_Material to process:_
>>>
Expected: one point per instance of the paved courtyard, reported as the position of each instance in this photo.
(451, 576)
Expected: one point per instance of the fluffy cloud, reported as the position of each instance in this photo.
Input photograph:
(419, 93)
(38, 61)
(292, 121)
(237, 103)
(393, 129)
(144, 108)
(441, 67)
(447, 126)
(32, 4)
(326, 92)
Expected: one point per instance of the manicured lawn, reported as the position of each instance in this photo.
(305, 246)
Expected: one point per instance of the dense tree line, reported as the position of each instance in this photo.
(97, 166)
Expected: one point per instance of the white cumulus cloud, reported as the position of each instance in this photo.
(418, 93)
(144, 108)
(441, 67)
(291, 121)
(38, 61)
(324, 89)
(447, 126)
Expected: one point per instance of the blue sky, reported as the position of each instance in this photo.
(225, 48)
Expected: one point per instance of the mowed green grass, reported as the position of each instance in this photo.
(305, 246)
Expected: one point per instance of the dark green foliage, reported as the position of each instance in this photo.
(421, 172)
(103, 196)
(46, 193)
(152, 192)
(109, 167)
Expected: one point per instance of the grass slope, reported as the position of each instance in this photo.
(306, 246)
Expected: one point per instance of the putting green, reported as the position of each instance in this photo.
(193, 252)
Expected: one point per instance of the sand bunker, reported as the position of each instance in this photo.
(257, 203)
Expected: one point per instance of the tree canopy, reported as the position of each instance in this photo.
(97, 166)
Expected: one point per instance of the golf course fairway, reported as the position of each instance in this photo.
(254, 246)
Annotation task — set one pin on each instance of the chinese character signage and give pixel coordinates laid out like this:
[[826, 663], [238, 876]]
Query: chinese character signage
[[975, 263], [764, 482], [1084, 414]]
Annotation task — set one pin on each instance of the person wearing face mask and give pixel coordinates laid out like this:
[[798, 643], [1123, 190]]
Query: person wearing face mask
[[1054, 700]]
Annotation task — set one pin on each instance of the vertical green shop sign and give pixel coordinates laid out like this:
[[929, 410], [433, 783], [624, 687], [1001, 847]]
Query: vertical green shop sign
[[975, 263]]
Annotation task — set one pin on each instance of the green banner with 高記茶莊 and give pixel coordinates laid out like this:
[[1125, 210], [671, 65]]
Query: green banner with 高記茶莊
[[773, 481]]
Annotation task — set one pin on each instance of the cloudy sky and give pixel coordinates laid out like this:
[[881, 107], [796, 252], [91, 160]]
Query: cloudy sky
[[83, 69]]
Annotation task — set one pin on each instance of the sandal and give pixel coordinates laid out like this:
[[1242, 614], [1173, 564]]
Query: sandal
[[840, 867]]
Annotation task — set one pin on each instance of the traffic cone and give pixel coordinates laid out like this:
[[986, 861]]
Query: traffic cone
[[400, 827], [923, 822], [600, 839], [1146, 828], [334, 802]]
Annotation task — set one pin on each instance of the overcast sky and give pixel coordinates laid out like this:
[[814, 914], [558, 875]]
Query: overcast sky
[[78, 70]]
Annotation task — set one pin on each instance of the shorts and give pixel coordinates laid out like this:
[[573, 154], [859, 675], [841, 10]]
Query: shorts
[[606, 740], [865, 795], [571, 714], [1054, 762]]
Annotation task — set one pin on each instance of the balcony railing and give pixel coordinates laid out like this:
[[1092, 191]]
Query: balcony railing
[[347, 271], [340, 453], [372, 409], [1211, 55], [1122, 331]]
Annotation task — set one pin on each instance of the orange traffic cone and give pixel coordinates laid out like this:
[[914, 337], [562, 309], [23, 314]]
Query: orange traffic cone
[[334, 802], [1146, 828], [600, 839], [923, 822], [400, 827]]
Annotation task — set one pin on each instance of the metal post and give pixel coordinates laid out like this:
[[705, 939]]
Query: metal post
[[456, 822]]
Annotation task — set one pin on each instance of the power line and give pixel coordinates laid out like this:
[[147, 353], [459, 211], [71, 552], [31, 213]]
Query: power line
<<<
Write out, as a numbered list with blank lines removed, the part of the records above that begins with the line containing "Expected: one point per instance of the manicured" and ends with the line containing "[[975, 263], [764, 482], [1084, 414]]", including both of those lines.

1. Expected: one point per instance of the manicured lawn, reported as the position of each instance in this photo.
2. (305, 246)
3. Expected: one point per instance of the dense tree line, reported as the position of each instance in this photo.
4. (97, 166)
5. Expected: one point per instance of the white cumulus cloud, reported as the position of each instance in this photo.
6. (418, 93)
7. (144, 108)
8. (441, 67)
9. (291, 121)
10. (38, 61)
11. (324, 89)
12. (447, 126)
13. Expected: one point per instance of the blue sky, reported as the position of each instance in this photo.
14. (225, 48)
15. Expected: one point per instance of the mowed green grass, reported as the position of each instance in this photo.
16. (305, 246)
17. Expected: one point per instance of the dark green foliage, reported as the position of each instance in this photo.
18. (421, 172)
19. (103, 196)
20. (46, 193)
21. (152, 192)
22. (109, 167)
23. Expected: one point per instance of the grass slope, reported as the position of each instance in this photo.
24. (306, 246)
25. Expected: one point per instance of the putting green, reported as the position of each instance in this photo.
26. (193, 252)
27. Expected: one point per instance of the sand bunker, reported as the position of each instance in this photo.
28. (257, 203)
29. Expected: one point per instance of the tree canopy, reported as the position of each instance in this photo.
30. (97, 166)
31. Expected: one point per instance of the golf course fairway, reported as the position of each instance in this photo.
32. (254, 246)
33. Annotation task — set one pin on each instance of the chinese character signage and give pixel coordinates laid out like this:
34. [[826, 663], [238, 876]]
35. Query: chinese character signage
36. [[975, 263], [764, 482], [1084, 414]]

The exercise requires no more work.